* **Text under study**
________________________________________
Citizens Assembly highlights high rate of deaths by drugs in Ireland
Today, the Heath Research Board presented the latest national data on drug related deaths in Ireland at the Citizens Assembly on Drugs Use. The data revealed that Ireland has one of the highest rates of deaths by overdose or poisoning as well as non-poisoning drug related deaths in the EU. This is the first time since 2017 that such data has been made available in Ireland and the grim findings show that 409 people died of poisoning and in the region of 400 of non-poisoning, including 109 by hanging. These are the highest figures ever reported. The people who died were young, primarily under 45 years, indicating the burden of premature mortality on people who use drugs. More women than previously died by poisoning and more than 50% had an underlying mental health issue.
Julie McKenna, NOVAS’ Senior Health and Recovery Manager described the data ‘as deeply troubling’. She said that for people working in the sector the data confirmed their fears relating to the number of drug-related deaths in Ireland. She noted the devastating impact these deaths have on families, communities and our wider society and that this high number of deaths is despite much wider use of naloxone, a medicine that rapidly reverses opioid overdose, in drugs and homeless services since 2017.’ She described the importance of harm reduction techniques such as the administration of naloxone in saving lives; ‘we need to reduce the harm caused by taking drugs and incorporate the lived experience of drug users and their families in responding to addiction and promoting recovery. Here in NOVAS we roll out a peer-led overdose prevention and response programme with our clients, many of whom have prevented overdose and saved lives in our homeless services and in the wider community.’
McKenna called for an integrated, cross-departmental government response to the findings. She urged ‘an immediate shift on how we view and respond to addiction in Ireland. It needs to be tackled from a health-led perspective, with emphasis on recovery and treatment, rather than an approach led by the criminal justice system. This will reduce the stigma and shame surrounding drug use and encourage people in addiction to seek support and treatment earlier. It will transform how we respond to drug use in this country, which right now is wholly inadequate and simply does not work. These finding tell us that.’
Drug use and patterns have become more complex with poly-drug use of a variety of substances becoming increasingly common. Dual diagnosis of mental health and addiction must be treated in tandem so that clients are not bounced from mental health to addiction services, while their health deteriorates and they remain untreated. This is deeply traumatizing for clients and compounds feelings of shame and alienation often associated with addiction. More targeted funding, more treatment and post-treatment support and accommodation is necessary. Viewing addiction as a health issue is fundamental to effectively responding to people who use drugs.
Note for editors
NOVAS set up its first service in Ireland in 2002. Funded by the HSE and the Department of Housing, it provides services for people who are homeless or at risk of homelessness, in addiction or on the margins of society. We are an Approved Housing Body, providing social housing in the areas we work.
________________________________________
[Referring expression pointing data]
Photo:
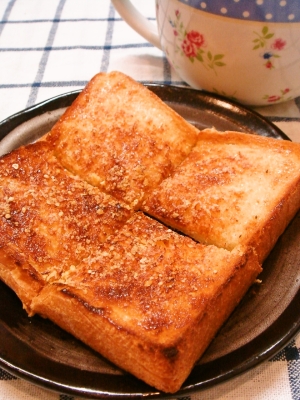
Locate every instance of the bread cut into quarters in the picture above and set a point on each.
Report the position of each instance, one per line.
(232, 189)
(148, 292)
(122, 138)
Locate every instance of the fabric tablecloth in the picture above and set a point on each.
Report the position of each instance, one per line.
(50, 47)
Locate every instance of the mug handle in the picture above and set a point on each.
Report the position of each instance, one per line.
(137, 21)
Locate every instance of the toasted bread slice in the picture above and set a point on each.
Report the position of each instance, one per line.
(233, 189)
(150, 300)
(50, 219)
(120, 136)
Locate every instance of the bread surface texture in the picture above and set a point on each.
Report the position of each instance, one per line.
(147, 297)
(232, 189)
(50, 219)
(120, 136)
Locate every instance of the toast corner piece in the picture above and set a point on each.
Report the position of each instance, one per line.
(120, 136)
(151, 300)
(232, 189)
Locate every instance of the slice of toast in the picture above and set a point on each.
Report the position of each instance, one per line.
(233, 189)
(151, 299)
(50, 219)
(120, 136)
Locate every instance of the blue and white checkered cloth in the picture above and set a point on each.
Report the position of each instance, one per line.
(50, 47)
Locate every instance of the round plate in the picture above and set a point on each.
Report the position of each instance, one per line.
(263, 323)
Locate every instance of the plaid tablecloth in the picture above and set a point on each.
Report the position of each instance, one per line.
(49, 47)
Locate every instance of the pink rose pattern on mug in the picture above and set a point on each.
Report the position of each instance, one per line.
(192, 45)
(195, 45)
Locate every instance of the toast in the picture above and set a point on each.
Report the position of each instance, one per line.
(149, 292)
(121, 137)
(50, 220)
(151, 299)
(233, 189)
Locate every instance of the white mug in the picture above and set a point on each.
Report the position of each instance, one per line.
(247, 50)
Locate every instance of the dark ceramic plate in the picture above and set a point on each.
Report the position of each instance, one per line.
(265, 321)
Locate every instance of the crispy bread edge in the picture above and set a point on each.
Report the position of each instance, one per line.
(164, 366)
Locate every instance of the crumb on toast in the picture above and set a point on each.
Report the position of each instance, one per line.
(232, 189)
(75, 245)
(120, 136)
(151, 299)
(50, 219)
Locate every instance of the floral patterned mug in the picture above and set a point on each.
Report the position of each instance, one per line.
(248, 50)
________________________________________
* **Questions on the material**
**1)** Extract everything in the drug-deaths article from "Citizens Assembly highlights" down to "mental health issue.".
**2)** Turn the paragraph of the drug-deaths article that begins "Drug use and patterns have become more complex" into a short bulleted list that keeps its main facts.

* **Answers for the exercise**
**1)**
Citizens Assembly highlights high rate of deaths by drugs in Ireland
Today, the Heath Research Board presented the latest national data on drug related deaths in Ireland at the Citizens Assembly on Drugs Use. The data revealed that Ireland has one of the highest rates of deaths by overdose or poisoning as well as non-poisoning drug related deaths in the EU. This is the first time since 2017 that such data has been made available in Ireland and the grim findings show that 409 people died of poisoning and in the region of 400 of non-poisoning, including 109 by hanging. These are the highest figures ever reported. The people who died were young, primarily under 45 years, indicating the burden of premature mortality on people who use drugs. More women than previously died by poisoning and more than 50% had an underlying mental health issue.

**2)**
- Drug use has become more complex, and poly-drug use of a variety of substances is increasingly common.
- Mental health and addiction must be treated together when both are diagnosed. Otherwise clients are bounced between services, left untreated while their health deteriorates.
- Being bounced between services is deeply traumatizing and compounds the shame and alienation often linked with addiction.
- More targeted funding, treatment, post-treatment support and accommodation are needed.
- Viewing addiction as a health issue is fundamental to responding effectively to people who use drugs.